#### VOTRE TÂCHE
Mettez sous forme de liste le paragraphe de l'arrêt qui commence par « Une réunion d'expertise amiable », en gardant ses faits principaux.

:: TEXTE CITÉ

CA Dijon, 2e ch. civ., 18 juin 2015, n° 14-01891

DIJON

Arrêt

Confirmation

PARTIES

Demandeur :

Claas France (SAS), Claas Réseau Agricole Dombasle (SAS)

Défendeur :

Compagnie Groupama Grand Est (Sté)

COMPOSITION DE LA JURIDICTION

Président :

Mme Ott

Conseillers :

M. Wachter, Mme Dumurgier

Avocats :

Mes Soulard, Runge, Bernard

TGI Chaumont, du 30 sept. 2014

30 septembre 2014

L'EARL des Aulnes a acquis, le 6 décembre 2004, auprès de la SAS Claas Réseau Agricole de Dombasle un tracteur agricole de marque Renault modèle Celtis 446RX immatriculé 1520 NG 52, numéro de série M3632DA3631768, qui a été détruit par incendie le 6 septembre 2012.

Une réunion d'expertise amiable a eu lieu contradictoirement le 16 novembre 2012. M. Sofys, l'expert de la société Claas, a écarté un dysfonctionnement électrique et a relié l'incendie à la combustion de l'huile de transmission pulvérisée sous pression dans le compartiment moteur, ce jet d'huile sous pression résultant d'une fuite accidentelle sur l'un des flexibles d'alimentation du radiateur de refroidissement d'huile de la transmission.

L'expert de la compagnie Groupama Grand Est, assureur de EARL des Aulnes, M. Beuvain, ayant participé à ces opérations a dans un rapport du 3 décembre 2012 conclu que le sinistre avait pour origine " une fuite hydraulique sur un des deux flexibles positionnés au-dessus du radiateur d'eau et du système de refroidissement moteur " et s'est interrogé sur les précautions pouvant être prises dans la conception du tracteur dans le cadre d'une prévention des risques en critiquant le positionnement et la protection des flexibles.

::::
:: LIGNES ENREGISTRÉES

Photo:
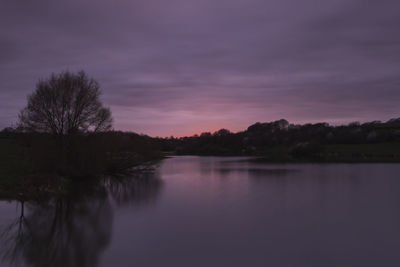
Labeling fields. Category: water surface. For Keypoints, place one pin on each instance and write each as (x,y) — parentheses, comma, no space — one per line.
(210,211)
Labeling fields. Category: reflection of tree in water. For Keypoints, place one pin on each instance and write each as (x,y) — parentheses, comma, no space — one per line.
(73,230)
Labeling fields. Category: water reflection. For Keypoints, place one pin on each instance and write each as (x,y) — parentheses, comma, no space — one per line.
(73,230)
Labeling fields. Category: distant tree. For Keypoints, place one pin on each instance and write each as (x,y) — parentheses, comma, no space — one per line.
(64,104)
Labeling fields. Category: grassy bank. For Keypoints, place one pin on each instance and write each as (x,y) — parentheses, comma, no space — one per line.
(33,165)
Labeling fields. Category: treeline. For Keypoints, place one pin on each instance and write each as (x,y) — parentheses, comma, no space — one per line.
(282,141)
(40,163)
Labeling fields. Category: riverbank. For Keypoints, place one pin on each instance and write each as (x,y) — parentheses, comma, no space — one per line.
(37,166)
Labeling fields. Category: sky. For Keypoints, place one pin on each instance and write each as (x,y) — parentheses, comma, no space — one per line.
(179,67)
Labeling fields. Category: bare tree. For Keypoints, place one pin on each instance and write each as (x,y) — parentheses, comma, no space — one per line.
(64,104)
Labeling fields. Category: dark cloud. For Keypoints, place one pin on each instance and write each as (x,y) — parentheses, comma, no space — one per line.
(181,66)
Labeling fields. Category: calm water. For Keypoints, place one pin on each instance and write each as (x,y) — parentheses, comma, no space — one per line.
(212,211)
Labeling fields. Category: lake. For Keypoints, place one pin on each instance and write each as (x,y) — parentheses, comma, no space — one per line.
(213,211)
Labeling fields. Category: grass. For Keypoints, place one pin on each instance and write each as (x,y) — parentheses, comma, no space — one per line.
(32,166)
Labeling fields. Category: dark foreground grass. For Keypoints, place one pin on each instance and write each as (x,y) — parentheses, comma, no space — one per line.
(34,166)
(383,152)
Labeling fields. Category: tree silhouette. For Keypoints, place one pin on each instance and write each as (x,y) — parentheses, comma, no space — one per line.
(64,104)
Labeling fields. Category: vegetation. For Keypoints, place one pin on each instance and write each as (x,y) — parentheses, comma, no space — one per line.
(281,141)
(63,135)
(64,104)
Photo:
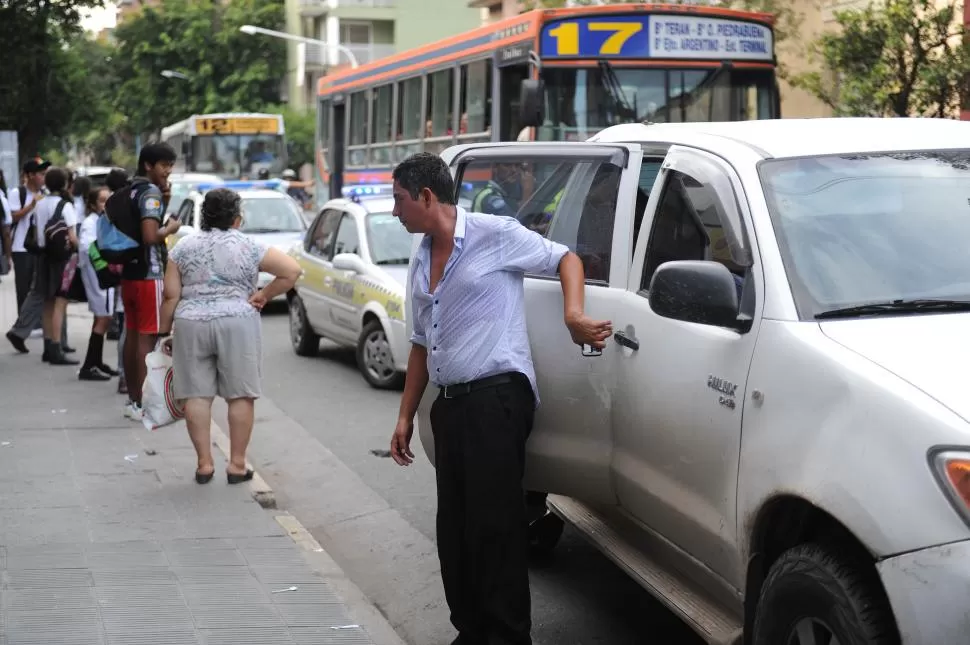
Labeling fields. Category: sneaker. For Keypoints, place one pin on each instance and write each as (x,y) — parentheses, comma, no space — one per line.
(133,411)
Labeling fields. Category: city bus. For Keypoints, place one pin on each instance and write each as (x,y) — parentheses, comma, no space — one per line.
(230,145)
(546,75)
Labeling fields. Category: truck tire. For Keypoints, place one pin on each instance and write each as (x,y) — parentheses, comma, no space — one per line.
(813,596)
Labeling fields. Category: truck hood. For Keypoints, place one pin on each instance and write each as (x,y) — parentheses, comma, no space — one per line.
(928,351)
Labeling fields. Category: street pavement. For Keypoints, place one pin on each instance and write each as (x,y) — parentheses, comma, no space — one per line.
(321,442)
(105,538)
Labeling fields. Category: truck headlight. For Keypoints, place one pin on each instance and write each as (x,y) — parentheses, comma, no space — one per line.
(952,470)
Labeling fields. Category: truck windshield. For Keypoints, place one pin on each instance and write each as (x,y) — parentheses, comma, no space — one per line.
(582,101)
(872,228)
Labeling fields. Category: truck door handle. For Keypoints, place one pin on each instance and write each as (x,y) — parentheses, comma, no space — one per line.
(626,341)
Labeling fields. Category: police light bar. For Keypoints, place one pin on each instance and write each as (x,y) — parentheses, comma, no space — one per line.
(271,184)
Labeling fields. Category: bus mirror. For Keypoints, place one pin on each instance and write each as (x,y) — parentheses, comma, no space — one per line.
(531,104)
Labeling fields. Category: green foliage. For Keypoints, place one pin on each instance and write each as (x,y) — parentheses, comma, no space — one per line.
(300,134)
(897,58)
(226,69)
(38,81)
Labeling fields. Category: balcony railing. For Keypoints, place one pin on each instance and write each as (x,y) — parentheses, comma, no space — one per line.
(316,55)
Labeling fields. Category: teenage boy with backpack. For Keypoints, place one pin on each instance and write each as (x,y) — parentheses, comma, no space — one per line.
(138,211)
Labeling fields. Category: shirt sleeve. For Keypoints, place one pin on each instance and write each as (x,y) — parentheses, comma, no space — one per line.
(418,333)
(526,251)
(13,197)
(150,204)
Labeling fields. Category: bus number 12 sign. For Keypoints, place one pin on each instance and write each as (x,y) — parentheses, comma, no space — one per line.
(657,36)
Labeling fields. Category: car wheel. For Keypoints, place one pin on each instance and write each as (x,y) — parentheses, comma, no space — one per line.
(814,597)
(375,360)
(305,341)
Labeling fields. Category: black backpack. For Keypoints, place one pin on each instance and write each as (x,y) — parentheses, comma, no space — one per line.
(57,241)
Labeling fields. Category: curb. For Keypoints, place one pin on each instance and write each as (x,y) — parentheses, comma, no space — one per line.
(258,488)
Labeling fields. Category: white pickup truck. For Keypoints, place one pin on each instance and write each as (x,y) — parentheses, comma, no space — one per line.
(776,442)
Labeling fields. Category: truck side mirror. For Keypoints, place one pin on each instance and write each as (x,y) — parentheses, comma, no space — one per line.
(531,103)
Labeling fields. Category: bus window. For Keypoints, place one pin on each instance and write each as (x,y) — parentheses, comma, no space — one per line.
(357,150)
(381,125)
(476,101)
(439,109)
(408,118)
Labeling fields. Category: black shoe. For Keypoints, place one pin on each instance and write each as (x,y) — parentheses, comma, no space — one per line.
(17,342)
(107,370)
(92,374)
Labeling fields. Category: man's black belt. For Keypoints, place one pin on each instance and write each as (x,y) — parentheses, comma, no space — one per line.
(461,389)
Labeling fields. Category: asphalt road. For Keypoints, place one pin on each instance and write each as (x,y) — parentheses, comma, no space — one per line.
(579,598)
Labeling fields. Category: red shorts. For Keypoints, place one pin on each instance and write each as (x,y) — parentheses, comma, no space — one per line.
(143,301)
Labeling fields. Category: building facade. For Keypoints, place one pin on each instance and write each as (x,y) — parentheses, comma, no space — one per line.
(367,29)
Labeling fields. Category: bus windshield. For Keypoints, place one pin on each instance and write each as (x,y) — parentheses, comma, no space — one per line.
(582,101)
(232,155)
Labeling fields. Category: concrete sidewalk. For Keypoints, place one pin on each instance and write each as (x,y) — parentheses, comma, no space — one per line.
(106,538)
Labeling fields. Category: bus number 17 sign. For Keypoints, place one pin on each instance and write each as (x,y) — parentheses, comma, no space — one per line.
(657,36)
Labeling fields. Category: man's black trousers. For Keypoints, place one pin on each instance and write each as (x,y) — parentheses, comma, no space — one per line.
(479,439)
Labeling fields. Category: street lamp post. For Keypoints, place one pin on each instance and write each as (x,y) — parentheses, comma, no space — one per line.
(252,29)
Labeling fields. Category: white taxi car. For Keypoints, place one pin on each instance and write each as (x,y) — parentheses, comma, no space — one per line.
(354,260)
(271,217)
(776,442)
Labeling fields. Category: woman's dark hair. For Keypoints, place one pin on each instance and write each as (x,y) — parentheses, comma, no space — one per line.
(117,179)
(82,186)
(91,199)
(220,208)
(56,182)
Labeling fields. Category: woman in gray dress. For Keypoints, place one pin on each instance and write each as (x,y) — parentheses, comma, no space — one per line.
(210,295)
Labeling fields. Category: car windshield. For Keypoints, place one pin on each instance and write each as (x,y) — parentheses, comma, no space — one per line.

::::
:: LIGNES ENREGISTRÉES

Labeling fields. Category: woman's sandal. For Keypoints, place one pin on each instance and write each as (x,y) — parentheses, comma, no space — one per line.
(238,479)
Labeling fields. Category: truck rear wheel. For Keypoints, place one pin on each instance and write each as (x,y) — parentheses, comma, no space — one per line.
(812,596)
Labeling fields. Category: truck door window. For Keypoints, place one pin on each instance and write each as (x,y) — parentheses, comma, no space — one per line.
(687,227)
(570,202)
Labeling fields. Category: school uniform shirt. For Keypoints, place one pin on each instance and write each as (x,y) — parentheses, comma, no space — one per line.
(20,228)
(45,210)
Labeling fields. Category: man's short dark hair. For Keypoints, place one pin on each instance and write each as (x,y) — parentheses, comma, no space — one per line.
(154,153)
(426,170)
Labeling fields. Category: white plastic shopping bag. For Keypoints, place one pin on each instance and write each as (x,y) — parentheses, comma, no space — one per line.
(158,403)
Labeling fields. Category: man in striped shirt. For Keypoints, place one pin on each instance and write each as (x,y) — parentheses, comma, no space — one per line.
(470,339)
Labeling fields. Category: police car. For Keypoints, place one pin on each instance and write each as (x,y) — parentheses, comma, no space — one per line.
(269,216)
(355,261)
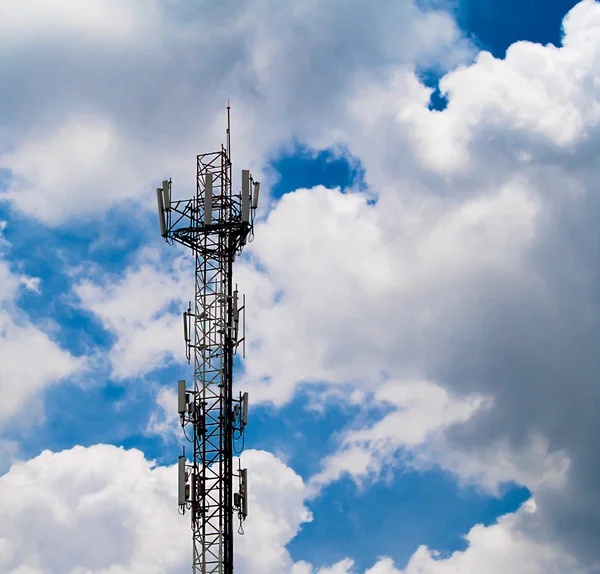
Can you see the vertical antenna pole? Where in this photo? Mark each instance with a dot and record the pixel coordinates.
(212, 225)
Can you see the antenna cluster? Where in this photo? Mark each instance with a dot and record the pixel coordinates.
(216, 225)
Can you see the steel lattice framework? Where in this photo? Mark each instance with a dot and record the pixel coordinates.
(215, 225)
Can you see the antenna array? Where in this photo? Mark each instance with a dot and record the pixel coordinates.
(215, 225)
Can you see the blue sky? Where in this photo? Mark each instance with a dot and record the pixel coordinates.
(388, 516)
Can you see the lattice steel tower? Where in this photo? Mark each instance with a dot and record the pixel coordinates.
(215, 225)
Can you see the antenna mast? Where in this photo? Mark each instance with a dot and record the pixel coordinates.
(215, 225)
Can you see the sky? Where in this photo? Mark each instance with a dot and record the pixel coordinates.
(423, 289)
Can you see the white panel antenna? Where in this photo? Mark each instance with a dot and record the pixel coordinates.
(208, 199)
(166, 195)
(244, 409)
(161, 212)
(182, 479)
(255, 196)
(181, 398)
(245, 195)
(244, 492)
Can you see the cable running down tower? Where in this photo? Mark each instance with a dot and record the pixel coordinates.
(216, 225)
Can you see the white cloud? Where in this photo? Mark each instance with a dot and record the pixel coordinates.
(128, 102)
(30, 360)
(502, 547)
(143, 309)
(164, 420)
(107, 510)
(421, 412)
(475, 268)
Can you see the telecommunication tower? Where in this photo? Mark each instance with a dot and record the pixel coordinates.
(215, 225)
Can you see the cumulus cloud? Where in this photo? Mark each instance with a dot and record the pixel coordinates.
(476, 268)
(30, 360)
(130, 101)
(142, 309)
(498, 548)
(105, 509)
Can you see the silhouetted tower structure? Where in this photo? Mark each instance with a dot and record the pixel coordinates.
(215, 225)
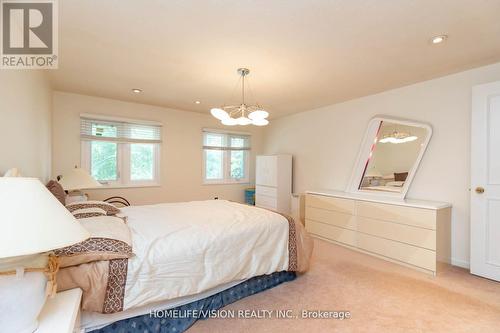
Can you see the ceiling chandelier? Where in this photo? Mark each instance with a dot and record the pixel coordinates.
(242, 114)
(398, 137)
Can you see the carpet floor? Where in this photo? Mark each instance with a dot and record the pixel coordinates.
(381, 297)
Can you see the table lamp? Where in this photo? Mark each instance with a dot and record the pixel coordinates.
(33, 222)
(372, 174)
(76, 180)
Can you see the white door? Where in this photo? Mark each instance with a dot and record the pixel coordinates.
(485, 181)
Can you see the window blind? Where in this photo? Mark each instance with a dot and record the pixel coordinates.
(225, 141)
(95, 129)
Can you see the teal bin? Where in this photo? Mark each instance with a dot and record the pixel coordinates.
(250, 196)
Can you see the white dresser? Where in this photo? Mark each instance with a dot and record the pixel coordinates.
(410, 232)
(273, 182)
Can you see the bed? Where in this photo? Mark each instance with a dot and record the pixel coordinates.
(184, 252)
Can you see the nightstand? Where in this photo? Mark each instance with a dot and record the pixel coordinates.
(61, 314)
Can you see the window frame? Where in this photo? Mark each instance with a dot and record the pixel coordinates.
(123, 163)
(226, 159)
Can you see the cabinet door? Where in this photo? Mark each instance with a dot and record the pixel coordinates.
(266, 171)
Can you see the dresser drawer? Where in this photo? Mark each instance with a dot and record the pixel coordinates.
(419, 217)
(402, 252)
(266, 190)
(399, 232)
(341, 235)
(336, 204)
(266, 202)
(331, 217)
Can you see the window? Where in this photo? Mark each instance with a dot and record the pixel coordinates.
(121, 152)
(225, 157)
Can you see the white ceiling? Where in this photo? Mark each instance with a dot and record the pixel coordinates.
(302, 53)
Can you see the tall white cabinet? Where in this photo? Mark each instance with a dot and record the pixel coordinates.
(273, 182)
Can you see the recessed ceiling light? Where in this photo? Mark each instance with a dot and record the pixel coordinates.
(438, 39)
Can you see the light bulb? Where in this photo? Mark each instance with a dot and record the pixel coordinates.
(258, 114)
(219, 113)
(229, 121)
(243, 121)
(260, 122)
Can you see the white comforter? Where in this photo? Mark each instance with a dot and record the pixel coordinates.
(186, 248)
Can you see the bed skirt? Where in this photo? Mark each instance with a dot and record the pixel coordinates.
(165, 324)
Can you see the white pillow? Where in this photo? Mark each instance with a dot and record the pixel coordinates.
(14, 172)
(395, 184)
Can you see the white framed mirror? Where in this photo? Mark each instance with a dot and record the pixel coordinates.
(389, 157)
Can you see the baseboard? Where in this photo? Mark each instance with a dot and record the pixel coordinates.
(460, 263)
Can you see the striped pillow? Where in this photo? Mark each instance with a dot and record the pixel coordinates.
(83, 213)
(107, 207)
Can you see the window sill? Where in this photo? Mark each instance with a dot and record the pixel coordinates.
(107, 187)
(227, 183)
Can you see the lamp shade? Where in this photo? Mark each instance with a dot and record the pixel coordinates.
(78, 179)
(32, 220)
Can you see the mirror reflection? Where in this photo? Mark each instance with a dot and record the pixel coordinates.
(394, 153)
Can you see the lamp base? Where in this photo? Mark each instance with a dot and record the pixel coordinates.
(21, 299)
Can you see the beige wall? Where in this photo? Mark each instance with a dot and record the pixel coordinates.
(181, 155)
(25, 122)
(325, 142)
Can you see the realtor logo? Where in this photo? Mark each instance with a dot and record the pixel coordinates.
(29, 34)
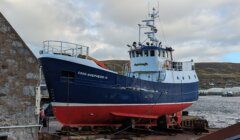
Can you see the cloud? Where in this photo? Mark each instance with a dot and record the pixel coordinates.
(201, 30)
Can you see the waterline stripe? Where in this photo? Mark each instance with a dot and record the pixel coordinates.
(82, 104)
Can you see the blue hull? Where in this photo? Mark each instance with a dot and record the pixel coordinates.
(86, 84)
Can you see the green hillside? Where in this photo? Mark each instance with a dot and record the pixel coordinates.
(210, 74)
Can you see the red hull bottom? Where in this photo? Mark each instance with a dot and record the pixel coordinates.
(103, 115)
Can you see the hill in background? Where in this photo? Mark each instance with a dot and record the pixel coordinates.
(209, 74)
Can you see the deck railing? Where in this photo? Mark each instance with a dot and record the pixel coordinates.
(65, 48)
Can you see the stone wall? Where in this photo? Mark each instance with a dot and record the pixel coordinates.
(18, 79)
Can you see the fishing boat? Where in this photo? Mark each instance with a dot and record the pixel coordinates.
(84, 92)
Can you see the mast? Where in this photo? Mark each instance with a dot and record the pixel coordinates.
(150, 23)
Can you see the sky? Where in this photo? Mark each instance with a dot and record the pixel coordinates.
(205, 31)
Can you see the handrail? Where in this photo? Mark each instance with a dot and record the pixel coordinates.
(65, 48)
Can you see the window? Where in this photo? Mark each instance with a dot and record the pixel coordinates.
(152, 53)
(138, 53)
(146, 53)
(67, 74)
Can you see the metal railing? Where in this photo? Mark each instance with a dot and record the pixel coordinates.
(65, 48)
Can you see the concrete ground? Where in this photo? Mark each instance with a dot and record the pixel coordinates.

::::

#### RÉSULTAT
- Une réunion d'expertise amiable s'est tenue contradictoirement le 16 novembre 2012.
- M. Sofys, expert de la société Claas, a écarté un dysfonctionnement électrique.
- Il a attribué l'incendie à la combustion de l'huile de transmission pulvérisée sous pression dans le compartiment moteur.
- Ce jet d'huile venait d'une fuite accidentelle sur l'un des flexibles d'alimentation du radiateur de refroidissement d'huile de la transmission.